## PASSAGE PROVIDED
[Bloat] Excessive throttling with fq

Thu Jan 26 15:41:21 EST 2017

Can you post :

ethtool -i eth0
ethtool -k eth0

grep HZ /boot/config.... (what is the HZ value of your kernel)

I suspect a possible problem with TSO autodefer when/if HZ < 1000

Thanks.

On Thu, 2017-01-26 at 21:19 +0100, Hans-Kristian Bakke wrote:
> There are two packet captures from fq with and without pacing here:
> 
> 
> https://owncloud.proikt.com/index.php/s/KuXIl8h8bSFH1fM
> 
> 
> 
> The server (with fq pacing/nopacing) is 10.0.5.10 and is running a
> Apache2 webserver at port tcp port 443. The tcp client is nginx
> reverse proxy at 10.0.5.13 on the same subnet which again is proxying
> the connection from the Windows 10 client. 
> - I did try to connect directly to the server with the client (via a
> linux gateway router) avoiding the nginx proxy and just using plain
> no-ssl http. That did not change anything. 
> - I also tried stopping the eth0 interface to force the traffic to the
> eth1 interface in the LACP which changed nothing.
> - I also pulled each of the cable on the switch to force the traffic
> to switch between interfaces in the LACP link between the client
> switch and the server switch.
> 
> 
> The CPU is a 5-6 year old Intel Xeon X3430 CPU @ 4x2.40GHz on a
> SuperMicro platform. It is not very loaded and the results are always
> in the same ballpark with fq pacing on. 
> 
> 
> 
> top - 21:12:38 up 12 days, 11:08,  4 users,  load average: 0.56, 0.68,
> 0.77
> Tasks: 1344 total,   1 running, 1343 sleeping,   0 stopped,   0 zombie
> %Cpu0  :  0.0 us,  1.0 sy,  0.0 ni, 99.0 id,  0.0 wa,  0.0 hi,  0.0
> si,  0.0 st
> %Cpu1  :  0.0 us,  0.3 sy,  0.0 ni, 97.4 id,  2.0 wa,  0.0 hi,  0.3
> si,  0.0 st
> %Cpu2  :  0.0 us,  2.0 sy,  0.0 ni, 96.4 id,  1.3 wa,  0.0 hi,  0.3
> si,  0.0 st
> %Cpu3  :  0.7 us,  2.3 sy,  0.0 ni, 94.1 id,  3.0 wa,  0.0 hi,  0.0
> si,  0.0 st
> KiB Mem : 16427572 total,   173712 free,  9739976 used,  6513884
> buff/cache
> KiB Swap:  6369276 total,  6126736 free,   242540 used.  6224836 avail
> Mem
> 
> 
> This seems OK to me. It does have 24 drives in 3 ZFS pools at 144TB
> raw storage in total with several SAS HBAs that is pretty much always
> poking the system in some way or the other.
> 
> 
> There are around 32K interrupts when running @23 MB/s (as seen in
> chrome downloads) with pacing on and about 25K interrupts when running
> @105 MB/s with fq nopacing. Is that normal?

## EXERCISE 1
List each troubleshooting attempt marked with a dash in the quoted message of the fq throttling thread.
## EXERCISE 2
Retype the fq throttling thread from "[Bloat] Excessive throttling" up to and including "of your kernel)".

## DATA PROVIDED

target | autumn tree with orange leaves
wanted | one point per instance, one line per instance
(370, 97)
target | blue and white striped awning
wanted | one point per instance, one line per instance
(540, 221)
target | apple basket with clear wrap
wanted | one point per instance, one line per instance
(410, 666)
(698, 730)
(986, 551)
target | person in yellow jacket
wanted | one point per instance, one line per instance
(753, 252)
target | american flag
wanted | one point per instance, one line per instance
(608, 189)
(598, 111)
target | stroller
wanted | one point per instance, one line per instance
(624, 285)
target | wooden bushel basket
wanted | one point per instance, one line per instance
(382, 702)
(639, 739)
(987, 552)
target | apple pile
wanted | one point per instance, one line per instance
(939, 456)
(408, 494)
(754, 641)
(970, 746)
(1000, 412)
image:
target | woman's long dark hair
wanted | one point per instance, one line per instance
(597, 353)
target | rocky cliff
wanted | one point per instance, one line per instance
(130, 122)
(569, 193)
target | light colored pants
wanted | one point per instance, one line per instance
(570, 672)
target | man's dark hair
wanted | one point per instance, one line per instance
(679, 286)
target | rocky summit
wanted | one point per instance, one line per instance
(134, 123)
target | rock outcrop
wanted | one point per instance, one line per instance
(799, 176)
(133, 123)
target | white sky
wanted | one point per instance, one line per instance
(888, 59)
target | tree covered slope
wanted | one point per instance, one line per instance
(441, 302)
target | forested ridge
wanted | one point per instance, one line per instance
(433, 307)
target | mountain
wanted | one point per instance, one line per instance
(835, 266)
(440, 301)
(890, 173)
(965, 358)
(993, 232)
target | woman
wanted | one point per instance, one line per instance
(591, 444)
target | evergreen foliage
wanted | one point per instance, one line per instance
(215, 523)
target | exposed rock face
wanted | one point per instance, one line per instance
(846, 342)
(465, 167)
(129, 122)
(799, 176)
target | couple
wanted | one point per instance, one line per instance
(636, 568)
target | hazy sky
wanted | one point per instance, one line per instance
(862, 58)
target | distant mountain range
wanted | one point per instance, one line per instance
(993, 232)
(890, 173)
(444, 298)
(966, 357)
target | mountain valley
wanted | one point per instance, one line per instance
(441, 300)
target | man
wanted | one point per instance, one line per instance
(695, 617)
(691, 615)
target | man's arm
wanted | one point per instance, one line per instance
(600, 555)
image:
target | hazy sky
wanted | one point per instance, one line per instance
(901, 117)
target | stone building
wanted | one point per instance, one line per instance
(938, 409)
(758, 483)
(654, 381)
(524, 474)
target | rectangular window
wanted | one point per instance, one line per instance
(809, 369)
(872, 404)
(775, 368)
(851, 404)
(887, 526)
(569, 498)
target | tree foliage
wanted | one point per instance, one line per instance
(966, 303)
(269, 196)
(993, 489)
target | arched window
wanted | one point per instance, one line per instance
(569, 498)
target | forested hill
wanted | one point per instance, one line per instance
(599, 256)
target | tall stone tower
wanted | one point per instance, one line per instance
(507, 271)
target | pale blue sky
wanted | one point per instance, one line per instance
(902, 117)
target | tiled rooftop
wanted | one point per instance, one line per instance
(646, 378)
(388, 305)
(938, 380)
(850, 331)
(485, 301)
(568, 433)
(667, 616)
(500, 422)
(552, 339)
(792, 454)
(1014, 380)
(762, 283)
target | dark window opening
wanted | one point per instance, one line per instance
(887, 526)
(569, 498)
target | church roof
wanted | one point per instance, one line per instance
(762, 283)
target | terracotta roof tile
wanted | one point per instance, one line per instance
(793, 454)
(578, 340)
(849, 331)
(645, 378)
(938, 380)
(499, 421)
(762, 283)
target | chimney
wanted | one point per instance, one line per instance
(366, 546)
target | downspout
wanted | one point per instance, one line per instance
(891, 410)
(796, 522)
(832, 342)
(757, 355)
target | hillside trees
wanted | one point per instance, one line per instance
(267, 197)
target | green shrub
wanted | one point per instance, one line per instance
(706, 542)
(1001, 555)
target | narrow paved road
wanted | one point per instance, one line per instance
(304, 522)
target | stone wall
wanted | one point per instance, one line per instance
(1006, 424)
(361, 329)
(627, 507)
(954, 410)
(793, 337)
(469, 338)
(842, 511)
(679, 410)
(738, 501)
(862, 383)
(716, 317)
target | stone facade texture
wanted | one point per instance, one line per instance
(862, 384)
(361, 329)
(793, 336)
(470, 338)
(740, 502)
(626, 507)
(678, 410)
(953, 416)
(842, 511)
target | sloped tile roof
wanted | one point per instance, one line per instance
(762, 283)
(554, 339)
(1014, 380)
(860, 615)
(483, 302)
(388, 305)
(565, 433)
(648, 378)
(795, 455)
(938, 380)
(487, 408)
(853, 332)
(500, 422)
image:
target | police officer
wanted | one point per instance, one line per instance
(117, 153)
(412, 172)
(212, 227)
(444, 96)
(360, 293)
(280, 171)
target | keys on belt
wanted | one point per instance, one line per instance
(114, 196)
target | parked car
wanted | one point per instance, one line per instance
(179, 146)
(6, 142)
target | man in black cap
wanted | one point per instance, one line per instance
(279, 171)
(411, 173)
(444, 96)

## EXERCISE RESULT 1
- Connecting the client directly to the server through a Linux gateway router, bypassing the nginx proxy and using plain non-SSL HTTP.
- Stopping the eth0 interface to force the traffic onto the eth1 interface in the LACP.
- Pulling each cable on the switch to force the traffic to switch between interfaces in the LACP link between the client switch and the server switch.

## EXERCISE RESULT 2
[Bloat] Excessive throttling with fq

Thu Jan 26 15:41:21 EST 2017

Can you post :

ethtool -i eth0
ethtool -k eth0

grep HZ /boot/config.... (what is the HZ value of your kernel)